TASK DIRECTIONS |
List every line in this data where the string "coordinates" occurs.
# # #
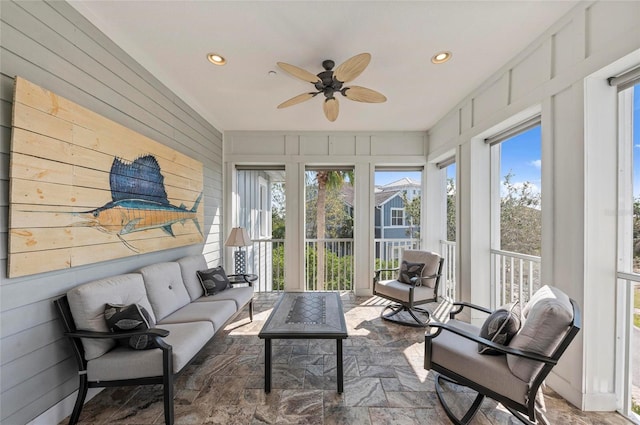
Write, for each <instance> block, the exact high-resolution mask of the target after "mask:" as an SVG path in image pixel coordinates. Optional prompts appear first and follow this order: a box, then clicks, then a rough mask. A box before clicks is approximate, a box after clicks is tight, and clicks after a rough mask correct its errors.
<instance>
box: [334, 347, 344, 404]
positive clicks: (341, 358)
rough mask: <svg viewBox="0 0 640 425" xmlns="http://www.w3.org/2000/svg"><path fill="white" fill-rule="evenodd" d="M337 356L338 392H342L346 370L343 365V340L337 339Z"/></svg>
mask: <svg viewBox="0 0 640 425" xmlns="http://www.w3.org/2000/svg"><path fill="white" fill-rule="evenodd" d="M336 352H337V354H336V356H337V361H338V371H337V372H338V393H339V394H342V391H343V390H344V377H343V375H344V371H343V367H342V340H341V339H336Z"/></svg>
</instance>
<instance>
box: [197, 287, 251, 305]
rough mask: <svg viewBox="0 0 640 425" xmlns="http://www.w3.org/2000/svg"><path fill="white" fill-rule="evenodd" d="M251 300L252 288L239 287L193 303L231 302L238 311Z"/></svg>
mask: <svg viewBox="0 0 640 425" xmlns="http://www.w3.org/2000/svg"><path fill="white" fill-rule="evenodd" d="M251 298H253V288H252V287H250V286H239V287H232V288H230V289H227V290H225V291H222V292H218V293H217V294H215V295H210V296H208V297H200V298H198V299H197V300H195V302H197V303H200V302H209V301H220V300H233V301H235V303H236V310H240V309H241V308H242V307H244V306H245V305H247V303H248V302H249V301H251Z"/></svg>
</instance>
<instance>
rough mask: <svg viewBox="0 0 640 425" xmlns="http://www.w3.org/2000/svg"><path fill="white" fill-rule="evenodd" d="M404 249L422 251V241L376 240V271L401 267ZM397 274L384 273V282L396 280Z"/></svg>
mask: <svg viewBox="0 0 640 425" xmlns="http://www.w3.org/2000/svg"><path fill="white" fill-rule="evenodd" d="M403 249H420V239H386V238H385V239H374V255H375V259H376V262H375V267H374V269H375V270H379V269H394V268H397V267H400V256H401V253H402V250H403ZM396 277H397V273H395V272H382V274H381V275H380V278H381V279H383V280H387V279H395V278H396Z"/></svg>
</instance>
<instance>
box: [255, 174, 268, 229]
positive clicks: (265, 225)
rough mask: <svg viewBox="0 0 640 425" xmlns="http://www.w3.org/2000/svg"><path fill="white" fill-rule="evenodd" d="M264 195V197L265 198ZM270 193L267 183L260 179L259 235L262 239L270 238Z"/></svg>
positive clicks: (259, 186)
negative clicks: (269, 192)
mask: <svg viewBox="0 0 640 425" xmlns="http://www.w3.org/2000/svg"><path fill="white" fill-rule="evenodd" d="M263 194H264V196H263ZM268 196H269V191H268V187H267V181H266V180H265V179H264V178H262V177H258V234H259V235H260V237H261V238H266V237H267V236H269V218H268V217H267V215H268V213H269V200H268V199H267V197H268Z"/></svg>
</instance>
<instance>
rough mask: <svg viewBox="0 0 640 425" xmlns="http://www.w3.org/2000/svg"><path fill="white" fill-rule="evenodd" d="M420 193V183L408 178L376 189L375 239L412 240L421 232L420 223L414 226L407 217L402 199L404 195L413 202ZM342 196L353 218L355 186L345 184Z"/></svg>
mask: <svg viewBox="0 0 640 425" xmlns="http://www.w3.org/2000/svg"><path fill="white" fill-rule="evenodd" d="M420 191H421V185H420V182H418V181H416V180H414V179H411V178H408V177H405V178H402V179H400V180H396V181H394V182H391V183H388V184H386V185H383V186H376V187H375V207H374V208H375V229H374V231H375V234H374V235H375V236H374V237H375V239H411V235H416V234H418V233H419V232H420V223H417V224H415V225H414V223H411V220H410V219H409V217H407V214H406V211H405V203H404V200H403V197H402V194H403V193H404V194H406V196H407V199H408V200H412V199H414V198H415V197H418V196H420ZM342 196H343V199H344V203H345V204H346V206H347V212H348V213H349V214H350V215H351V216H352V217H353V186H351V185H348V184H345V185H344V186H343V188H342Z"/></svg>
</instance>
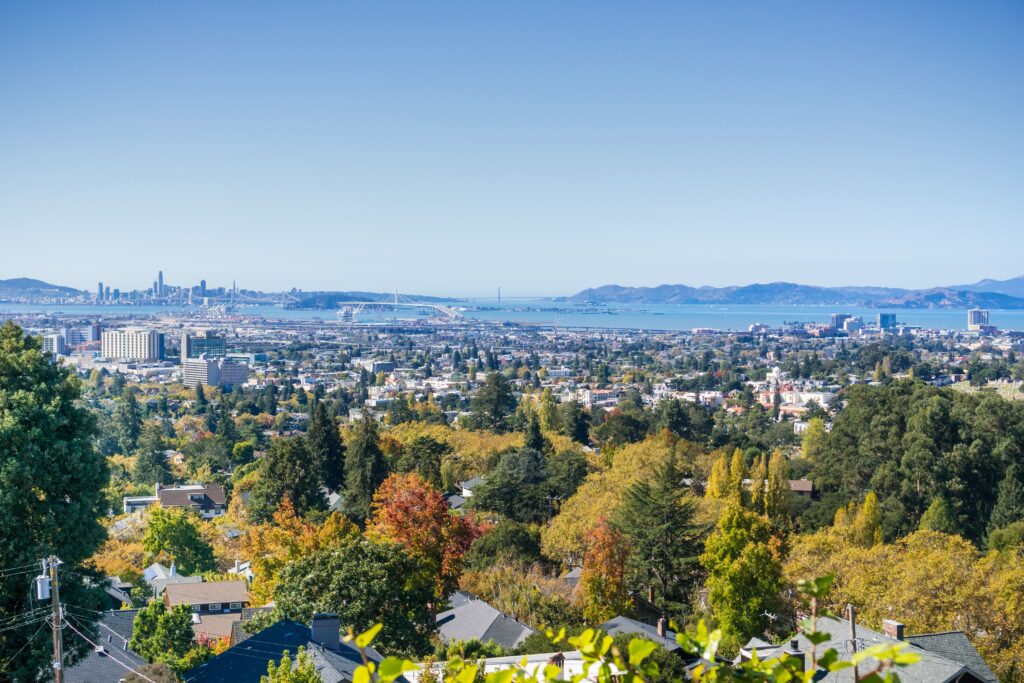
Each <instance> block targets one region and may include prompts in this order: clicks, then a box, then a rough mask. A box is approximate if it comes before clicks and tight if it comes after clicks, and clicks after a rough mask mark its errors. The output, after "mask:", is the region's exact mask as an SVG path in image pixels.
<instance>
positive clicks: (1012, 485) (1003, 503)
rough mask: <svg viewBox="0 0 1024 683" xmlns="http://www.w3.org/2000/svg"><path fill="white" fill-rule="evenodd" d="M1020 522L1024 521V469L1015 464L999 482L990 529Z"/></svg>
mask: <svg viewBox="0 0 1024 683" xmlns="http://www.w3.org/2000/svg"><path fill="white" fill-rule="evenodd" d="M1020 520H1024V467H1022V466H1021V465H1018V464H1017V463H1013V464H1012V465H1010V467H1008V468H1007V473H1006V475H1005V476H1004V477H1002V481H1000V482H999V488H998V493H996V495H995V507H994V508H992V516H991V517H990V518H989V520H988V529H989V530H990V531H991V530H993V529H997V528H1002V527H1004V526H1009V525H1010V524H1013V523H1014V522H1016V521H1020Z"/></svg>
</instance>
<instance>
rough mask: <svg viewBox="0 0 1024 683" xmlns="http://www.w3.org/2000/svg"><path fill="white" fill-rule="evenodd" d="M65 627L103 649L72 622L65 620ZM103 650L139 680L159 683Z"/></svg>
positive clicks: (79, 636) (94, 645)
mask: <svg viewBox="0 0 1024 683" xmlns="http://www.w3.org/2000/svg"><path fill="white" fill-rule="evenodd" d="M63 626H67V627H68V628H69V629H71V630H72V631H74V632H75V633H77V634H78V637H79V638H81V639H82V640H84V641H85V642H87V643H89V644H90V645H92V646H93V647H95V648H98V647H101V646H100V645H97V644H96V643H94V642H92V641H91V640H89V639H88V638H87V637H86V636H85V634H84V633H82V632H81V631H79V630H78V629H76V628H75V626H74V625H73V624H72V623H71V622H69V621H68V620H63ZM103 650H104V651H105V652H106V656H108V658H109V659H111V661H114V663H115V664H117V665H119V666H120V667H122V668H124V669H126V670H127V671H130V672H131V673H133V674H135V675H136V676H138V677H139V678H142V679H143V680H146V681H148V682H150V683H157V682H156V681H155V680H153V679H152V678H150V677H148V676H146V675H145V674H143V673H141V672H139V671H137V670H135V669H132V668H131V667H129V666H128V665H126V664H125V663H124V661H121V660H120V659H118V658H117V657H115V656H114V655H113V654H111V652H110V650H106V648H103Z"/></svg>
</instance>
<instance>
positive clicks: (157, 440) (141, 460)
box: [132, 421, 172, 484]
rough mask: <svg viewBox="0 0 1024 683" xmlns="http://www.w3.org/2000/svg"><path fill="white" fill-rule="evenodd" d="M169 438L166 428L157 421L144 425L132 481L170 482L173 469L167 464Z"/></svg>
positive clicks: (150, 422) (133, 470) (146, 481)
mask: <svg viewBox="0 0 1024 683" xmlns="http://www.w3.org/2000/svg"><path fill="white" fill-rule="evenodd" d="M166 450H167V438H166V437H165V436H164V428H163V427H162V426H161V424H160V423H159V422H157V421H150V422H146V423H145V424H144V425H142V433H141V435H140V436H139V438H138V456H137V457H136V458H135V467H134V468H133V469H132V481H134V482H135V483H138V484H153V483H162V484H164V483H169V482H170V481H171V478H172V477H171V470H170V468H169V467H168V466H167V456H166V455H165V454H164V452H165V451H166Z"/></svg>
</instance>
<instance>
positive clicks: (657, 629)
mask: <svg viewBox="0 0 1024 683" xmlns="http://www.w3.org/2000/svg"><path fill="white" fill-rule="evenodd" d="M597 628H598V629H600V630H601V631H604V632H605V633H606V634H608V635H609V636H617V635H620V634H623V633H626V634H629V635H632V636H642V637H643V638H646V639H647V640H649V641H651V642H654V643H657V644H658V645H660V646H662V647H664V648H665V649H667V650H669V651H670V652H672V651H675V650H678V649H680V647H679V644H678V643H676V634H675V633H673V632H672V631H669V628H668V622H666V620H665V618H664V617H663V618H659V620H658V622H657V625H656V626H651V625H650V624H644V623H643V622H638V621H636V620H635V618H630V617H629V616H623V615H622V614H620V615H618V616H612V617H611V618H609V620H608V621H607V622H605V623H604V624H601V625H600V626H598V627H597Z"/></svg>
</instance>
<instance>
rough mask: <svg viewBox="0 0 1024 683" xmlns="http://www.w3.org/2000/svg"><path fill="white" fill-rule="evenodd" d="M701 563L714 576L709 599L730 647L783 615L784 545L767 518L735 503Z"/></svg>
mask: <svg viewBox="0 0 1024 683" xmlns="http://www.w3.org/2000/svg"><path fill="white" fill-rule="evenodd" d="M700 563H701V565H702V566H703V567H705V569H706V570H707V572H708V583H707V586H708V600H709V603H710V604H711V608H712V613H713V616H714V621H715V622H716V624H717V625H718V627H719V628H720V629H722V640H723V643H724V645H725V647H727V648H729V649H735V648H736V647H738V646H739V645H741V644H742V643H744V642H745V641H746V640H748V639H749V638H751V637H753V636H759V637H763V636H764V635H765V632H766V630H768V629H769V627H770V626H771V622H770V620H769V617H768V614H771V613H775V614H778V613H780V612H781V607H782V596H781V594H782V589H783V588H784V585H785V582H784V580H783V577H782V561H781V550H780V544H779V543H778V541H777V540H776V539H774V538H773V537H772V528H771V525H770V524H769V523H768V520H767V519H765V517H763V516H762V515H759V514H757V513H754V512H750V511H748V510H743V509H742V508H740V507H739V506H736V505H730V506H729V507H728V508H727V509H726V511H725V512H724V513H723V514H722V516H721V517H720V518H719V520H718V524H717V525H716V527H715V531H714V532H713V533H712V535H711V537H709V539H708V543H707V544H706V546H705V551H703V554H702V555H700Z"/></svg>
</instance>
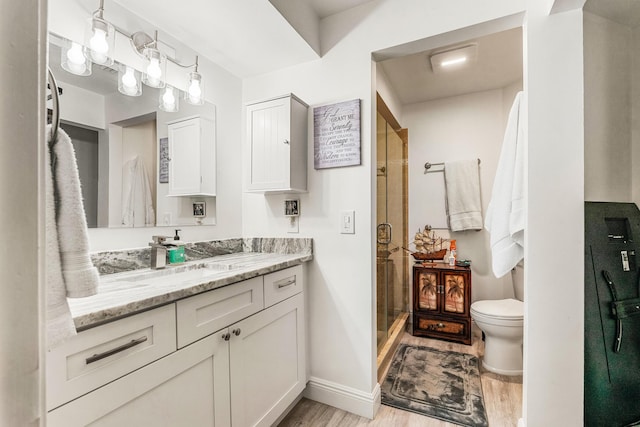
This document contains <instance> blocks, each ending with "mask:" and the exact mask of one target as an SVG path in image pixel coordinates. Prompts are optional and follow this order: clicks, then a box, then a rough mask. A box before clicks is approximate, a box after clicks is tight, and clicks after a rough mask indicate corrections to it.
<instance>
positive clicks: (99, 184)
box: [49, 34, 215, 228]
# # #
PROBLEM SOLUTION |
Write, for each <instance> block, the exact high-resolution mask of the target after "mask:" as an SVG path in image pixel coordinates. Optional prompts appear first and follow this order: a box, then clicks, then a rough mask. A box before clicks is approximate, a box after clicks is tight, and clicks after a rough mask correct its errors.
This document contains <instance> blocks, each ending with "mask:" and the exact mask of one target as an SVG path in image pixel coordinates. Prompts are optional and follow this order: clicks, then a box, then a rough mask. A box before clicks is approximate, a box after clicks is tight, and clicks after a rough mask indicate corrections to it.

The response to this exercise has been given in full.